**WHAT IS ASKED**:
Scale the records from the line with "Compliance review item #7: evidence of door" up to and including the line with "[174, 226, 243, 334]". Reproduce every line in that range, keeping the wording lines unchanged, and multiply each bounding-box coordinate in the answers by 2.35, rounding to whole numbers with halves rounded up. Give only those lines.

__________________________________________________

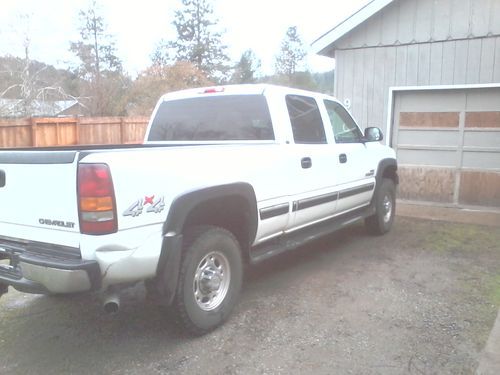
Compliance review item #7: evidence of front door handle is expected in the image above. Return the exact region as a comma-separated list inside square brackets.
[300, 157, 312, 169]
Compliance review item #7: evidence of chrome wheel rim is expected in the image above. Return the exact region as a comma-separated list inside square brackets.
[382, 195, 392, 224]
[193, 251, 231, 311]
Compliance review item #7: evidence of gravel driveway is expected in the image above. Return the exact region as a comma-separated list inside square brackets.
[0, 217, 500, 374]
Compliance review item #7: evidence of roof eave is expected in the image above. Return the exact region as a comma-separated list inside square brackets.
[311, 0, 395, 57]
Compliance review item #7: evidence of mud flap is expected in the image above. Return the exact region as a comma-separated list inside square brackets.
[0, 284, 9, 297]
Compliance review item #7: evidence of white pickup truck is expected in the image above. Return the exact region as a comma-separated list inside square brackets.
[0, 85, 398, 334]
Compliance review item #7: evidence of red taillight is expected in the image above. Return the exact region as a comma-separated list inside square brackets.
[78, 164, 117, 234]
[203, 87, 224, 94]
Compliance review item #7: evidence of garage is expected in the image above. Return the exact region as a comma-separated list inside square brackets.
[389, 85, 500, 207]
[312, 0, 500, 210]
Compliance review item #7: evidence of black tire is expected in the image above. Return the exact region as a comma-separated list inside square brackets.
[365, 178, 396, 235]
[173, 226, 243, 335]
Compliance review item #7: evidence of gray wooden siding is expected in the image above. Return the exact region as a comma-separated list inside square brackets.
[335, 36, 500, 128]
[335, 0, 500, 50]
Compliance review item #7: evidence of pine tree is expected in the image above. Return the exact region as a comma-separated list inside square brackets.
[275, 26, 306, 77]
[231, 49, 260, 83]
[153, 0, 229, 82]
[70, 0, 130, 116]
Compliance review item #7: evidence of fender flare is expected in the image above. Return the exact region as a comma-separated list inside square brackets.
[375, 158, 399, 186]
[369, 158, 399, 212]
[156, 182, 258, 305]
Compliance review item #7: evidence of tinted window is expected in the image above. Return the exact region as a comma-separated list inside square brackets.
[286, 95, 326, 143]
[325, 100, 362, 143]
[148, 95, 274, 141]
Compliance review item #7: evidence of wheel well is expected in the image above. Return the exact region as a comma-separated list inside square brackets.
[182, 195, 251, 253]
[382, 165, 399, 185]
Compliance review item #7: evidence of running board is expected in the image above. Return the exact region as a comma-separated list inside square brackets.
[250, 205, 375, 264]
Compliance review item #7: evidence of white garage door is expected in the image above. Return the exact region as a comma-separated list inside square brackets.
[392, 87, 500, 207]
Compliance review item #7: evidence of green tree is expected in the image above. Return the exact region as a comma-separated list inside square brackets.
[152, 0, 229, 82]
[275, 26, 306, 77]
[70, 0, 130, 116]
[127, 61, 213, 116]
[231, 49, 261, 83]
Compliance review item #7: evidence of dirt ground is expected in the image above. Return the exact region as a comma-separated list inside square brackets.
[0, 217, 500, 374]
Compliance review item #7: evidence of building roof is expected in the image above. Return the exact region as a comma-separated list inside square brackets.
[312, 0, 395, 56]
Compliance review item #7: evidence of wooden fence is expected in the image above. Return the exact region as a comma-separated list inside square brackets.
[0, 117, 149, 148]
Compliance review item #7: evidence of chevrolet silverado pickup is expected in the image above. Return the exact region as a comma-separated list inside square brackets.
[0, 85, 398, 334]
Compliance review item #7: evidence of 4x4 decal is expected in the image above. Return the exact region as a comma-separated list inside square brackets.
[123, 195, 165, 217]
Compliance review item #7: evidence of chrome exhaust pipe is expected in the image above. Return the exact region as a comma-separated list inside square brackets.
[102, 293, 120, 315]
[0, 284, 9, 297]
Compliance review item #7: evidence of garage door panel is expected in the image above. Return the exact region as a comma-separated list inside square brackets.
[398, 90, 466, 112]
[398, 148, 457, 167]
[462, 151, 500, 171]
[398, 129, 458, 146]
[459, 171, 500, 207]
[392, 87, 500, 207]
[464, 87, 500, 112]
[465, 111, 500, 130]
[398, 167, 455, 203]
[464, 131, 500, 147]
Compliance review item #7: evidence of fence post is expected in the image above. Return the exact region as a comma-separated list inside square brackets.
[30, 117, 38, 147]
[75, 116, 80, 145]
[120, 116, 125, 144]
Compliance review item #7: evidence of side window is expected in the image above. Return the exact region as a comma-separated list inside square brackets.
[325, 100, 363, 143]
[286, 95, 326, 144]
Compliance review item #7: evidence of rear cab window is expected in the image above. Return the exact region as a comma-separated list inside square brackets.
[148, 95, 275, 142]
[324, 100, 363, 143]
[285, 95, 326, 144]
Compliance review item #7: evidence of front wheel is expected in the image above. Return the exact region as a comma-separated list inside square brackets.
[365, 178, 396, 235]
[174, 226, 243, 335]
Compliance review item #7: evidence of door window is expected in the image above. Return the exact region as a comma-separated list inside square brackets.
[325, 100, 363, 143]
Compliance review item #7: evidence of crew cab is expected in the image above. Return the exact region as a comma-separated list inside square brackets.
[0, 85, 398, 334]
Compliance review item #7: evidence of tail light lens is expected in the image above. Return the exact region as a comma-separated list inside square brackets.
[78, 164, 118, 234]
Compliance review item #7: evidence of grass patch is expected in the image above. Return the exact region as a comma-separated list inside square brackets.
[487, 274, 500, 308]
[424, 223, 500, 259]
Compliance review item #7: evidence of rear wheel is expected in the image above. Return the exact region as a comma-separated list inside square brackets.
[365, 178, 396, 235]
[174, 226, 243, 334]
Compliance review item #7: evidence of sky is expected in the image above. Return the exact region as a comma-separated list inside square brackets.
[0, 0, 369, 76]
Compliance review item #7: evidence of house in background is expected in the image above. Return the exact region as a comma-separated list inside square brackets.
[0, 98, 88, 118]
[313, 0, 500, 208]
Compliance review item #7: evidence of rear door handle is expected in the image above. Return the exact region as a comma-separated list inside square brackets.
[300, 157, 312, 169]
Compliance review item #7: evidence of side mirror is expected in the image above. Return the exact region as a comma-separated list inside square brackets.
[364, 127, 384, 142]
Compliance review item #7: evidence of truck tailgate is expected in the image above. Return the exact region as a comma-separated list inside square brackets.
[0, 150, 79, 239]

__________________________________________________

**SOLUTION TO THIS EXERCISE**:
Compliance review item #7: evidence of door window is expected in the image above. Return the exact region as a comma-separated list inside square brackets.
[764, 235, 853, 336]
Compliance review item #7: evidence of crew cab is expected in the image above. Return the exact region as a comma-separated list inside square brackets.
[0, 200, 935, 785]
Compliance review item #7: evidence of tail light lens is expected in the image above. Return the exact region as a comma-separated list inside square brackets.
[183, 385, 277, 550]
Compliance review item #7: evidence of grass patch is expected in the image above. Return the exact region as a comma-separated list inside square brackets.
[1144, 644, 1175, 724]
[996, 524, 1175, 609]
Compliance review item #7: evidence of rear wheel is expected in the image above. Return the exact region as a comma-separated list inside square brackets.
[858, 418, 931, 552]
[409, 531, 571, 785]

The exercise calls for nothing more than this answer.